ASSIGNMENT A:
Answer these from the clematis text:
(i) Into how many main groups is Clematis generally divided?
(ii) What kind of garden position does the first group prefer?
(iii) When does the second group flower?
ASSIGNMENT B: According to the clematis text, why is Clematis one of the most popular garden plants? Answer in one to three sentences.
ASSIGNMENT C: Carry on the clematis text from the point where it stops.

EXERCISE PASSAGE:
Clematis also known as Old man’s beard, Traveler’s joy and Virgin’s bower is one of the most popular garden plants as it is most versatile and can be grown on walls, pergolas, frames, in containers, or left to scramble through trees and shrubs. They are grown for their huge range of flower shapes and colors and sometimes evergreen foliage. Generally Clematis is divided into three main groups and knowing them will help determine their cultivation requirements.
The first group consists of early flowering Clematis that blooms in the winter or spring. Most evergreen Clematis belong to this group and require little or no pruning. They prefer a sunny and sheltered position in the garden. Examples of Clematis in this group are Clematis armandii, Clematis montana and Clematis napaulensis.
The second group consists of deciduous Clematis that flowers in late spring or early summer. They can also flower in mid to late summer at the tips of the current season’s growth with flowers generally larger and showier than the flowers in the first group. Example is Clematis Crystal Fountain.

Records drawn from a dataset

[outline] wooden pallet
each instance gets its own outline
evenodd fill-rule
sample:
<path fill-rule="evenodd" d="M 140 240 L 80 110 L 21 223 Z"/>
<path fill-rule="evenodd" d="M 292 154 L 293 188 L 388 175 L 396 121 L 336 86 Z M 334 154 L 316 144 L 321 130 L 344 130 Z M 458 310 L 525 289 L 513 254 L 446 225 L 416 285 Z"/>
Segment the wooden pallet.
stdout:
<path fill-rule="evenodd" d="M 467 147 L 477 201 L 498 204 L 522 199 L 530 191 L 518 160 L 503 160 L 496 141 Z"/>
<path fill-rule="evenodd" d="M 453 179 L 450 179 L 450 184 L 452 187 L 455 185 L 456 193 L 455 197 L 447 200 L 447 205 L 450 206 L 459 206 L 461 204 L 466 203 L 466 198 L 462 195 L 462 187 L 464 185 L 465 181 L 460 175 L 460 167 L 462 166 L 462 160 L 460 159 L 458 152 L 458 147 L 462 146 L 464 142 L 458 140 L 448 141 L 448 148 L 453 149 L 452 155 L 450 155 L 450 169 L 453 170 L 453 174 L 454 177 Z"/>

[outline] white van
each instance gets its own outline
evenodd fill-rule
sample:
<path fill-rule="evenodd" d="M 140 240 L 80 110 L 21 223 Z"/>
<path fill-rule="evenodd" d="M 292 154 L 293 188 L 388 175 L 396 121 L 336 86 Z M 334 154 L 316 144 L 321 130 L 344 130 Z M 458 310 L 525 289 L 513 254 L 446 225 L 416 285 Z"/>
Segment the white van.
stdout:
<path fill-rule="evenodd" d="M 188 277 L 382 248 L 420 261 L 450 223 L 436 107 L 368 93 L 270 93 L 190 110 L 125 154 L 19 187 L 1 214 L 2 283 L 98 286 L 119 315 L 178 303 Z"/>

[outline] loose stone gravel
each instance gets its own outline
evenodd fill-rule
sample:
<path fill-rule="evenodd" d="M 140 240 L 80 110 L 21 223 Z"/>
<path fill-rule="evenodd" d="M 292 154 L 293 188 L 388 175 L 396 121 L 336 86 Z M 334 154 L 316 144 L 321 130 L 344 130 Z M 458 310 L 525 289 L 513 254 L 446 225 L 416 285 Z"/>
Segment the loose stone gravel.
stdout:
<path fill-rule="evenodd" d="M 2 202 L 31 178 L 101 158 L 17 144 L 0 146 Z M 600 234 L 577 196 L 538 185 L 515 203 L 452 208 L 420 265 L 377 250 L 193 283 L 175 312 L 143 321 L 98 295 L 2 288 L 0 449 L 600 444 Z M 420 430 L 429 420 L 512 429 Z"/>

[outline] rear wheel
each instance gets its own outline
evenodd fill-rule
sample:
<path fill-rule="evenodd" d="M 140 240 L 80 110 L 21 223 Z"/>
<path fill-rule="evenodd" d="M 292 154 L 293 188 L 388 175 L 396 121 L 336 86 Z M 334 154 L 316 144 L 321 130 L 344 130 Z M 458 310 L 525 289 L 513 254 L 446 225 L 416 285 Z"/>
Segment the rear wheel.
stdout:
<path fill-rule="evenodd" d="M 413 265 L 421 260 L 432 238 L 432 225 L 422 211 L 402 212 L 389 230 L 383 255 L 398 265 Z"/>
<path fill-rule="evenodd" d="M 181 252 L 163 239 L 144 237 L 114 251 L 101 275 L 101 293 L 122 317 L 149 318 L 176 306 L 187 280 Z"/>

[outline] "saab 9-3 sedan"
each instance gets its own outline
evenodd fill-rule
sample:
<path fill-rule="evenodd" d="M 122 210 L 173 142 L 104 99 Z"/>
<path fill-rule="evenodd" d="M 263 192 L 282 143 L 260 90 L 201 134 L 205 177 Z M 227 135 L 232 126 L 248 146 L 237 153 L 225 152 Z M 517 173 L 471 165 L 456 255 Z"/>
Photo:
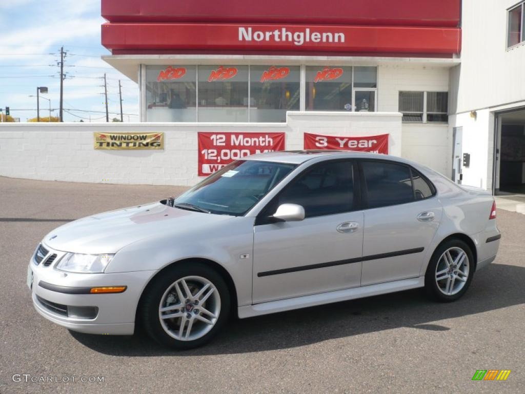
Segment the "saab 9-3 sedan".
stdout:
<path fill-rule="evenodd" d="M 187 349 L 230 314 L 417 287 L 454 301 L 494 260 L 495 219 L 489 193 L 399 158 L 265 153 L 178 197 L 58 227 L 37 247 L 27 283 L 38 313 L 71 330 L 131 335 L 140 323 Z"/>

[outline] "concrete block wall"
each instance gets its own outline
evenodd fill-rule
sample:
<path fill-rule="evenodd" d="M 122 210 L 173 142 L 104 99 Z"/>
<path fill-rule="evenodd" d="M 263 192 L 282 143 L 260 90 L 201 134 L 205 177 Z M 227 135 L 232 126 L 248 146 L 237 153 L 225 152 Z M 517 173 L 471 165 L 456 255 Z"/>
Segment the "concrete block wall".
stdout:
<path fill-rule="evenodd" d="M 449 91 L 445 67 L 382 65 L 378 68 L 377 107 L 396 112 L 399 92 Z M 452 134 L 443 123 L 403 123 L 401 155 L 450 177 L 452 171 Z"/>
<path fill-rule="evenodd" d="M 164 150 L 95 150 L 93 132 L 162 131 Z M 400 113 L 289 112 L 287 123 L 4 123 L 0 175 L 43 180 L 192 185 L 197 173 L 197 132 L 285 132 L 286 149 L 303 149 L 304 132 L 333 136 L 390 133 L 402 149 Z"/>

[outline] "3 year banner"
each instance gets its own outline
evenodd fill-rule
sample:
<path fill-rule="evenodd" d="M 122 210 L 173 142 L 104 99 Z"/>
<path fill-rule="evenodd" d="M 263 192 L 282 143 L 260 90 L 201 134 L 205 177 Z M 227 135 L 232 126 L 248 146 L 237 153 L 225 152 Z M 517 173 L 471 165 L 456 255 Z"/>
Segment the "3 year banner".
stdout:
<path fill-rule="evenodd" d="M 213 174 L 250 154 L 285 150 L 285 133 L 199 132 L 198 174 Z"/>
<path fill-rule="evenodd" d="M 304 133 L 305 149 L 352 150 L 388 154 L 388 134 L 371 137 L 334 137 Z"/>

EXPECTED ANSWER A:
(i) Three.
(ii) A sunny and sheltered position.
(iii) In late spring or early summer, and also in mid to late summer at the tips of the current season's growth.

EXPECTED ANSWER B: Clematis is so popular because it is very versatile. It can be grown on walls, pergolas and frames, in containers, or left to scramble through trees and shrubs.

EXPECTED ANSWER C:
Image Source: http://en.wikipedia.org/wiki/Clematis
The third group consists of a group of late flowering Clematis including herbaceous Clematis New Love. This group consists mainly of deciduous and flower on the current season’s growth, they are well known for their large, showy flowers including Clematis x aromatica and Clematis redheriana.
In general Clematis need fertile, moisture-retentive but well-drained soil. The herbaceous species prefer full sun, but most climbers and shrub species will thrive in full sun or partial shade with the base of the plant in shade. This can be achieved by under planting with shrubs or mulching around the base of your clematis with pebbles or slate chips. It’s a good idea to incorporate some well-rotted manure or compost into the soil before planting to aid fertility and improve drainage.
For those Clematis belonging to group 2 and 3, plant with the tops of their root balls about 5cm (2″) below the soil surface. This encourages basal buds to develop below soil level and will help the plant recover if it suffers from any damage or diseases such as clematis wilt. For Clematis belonging to the first group should be planted with the crown at soil level.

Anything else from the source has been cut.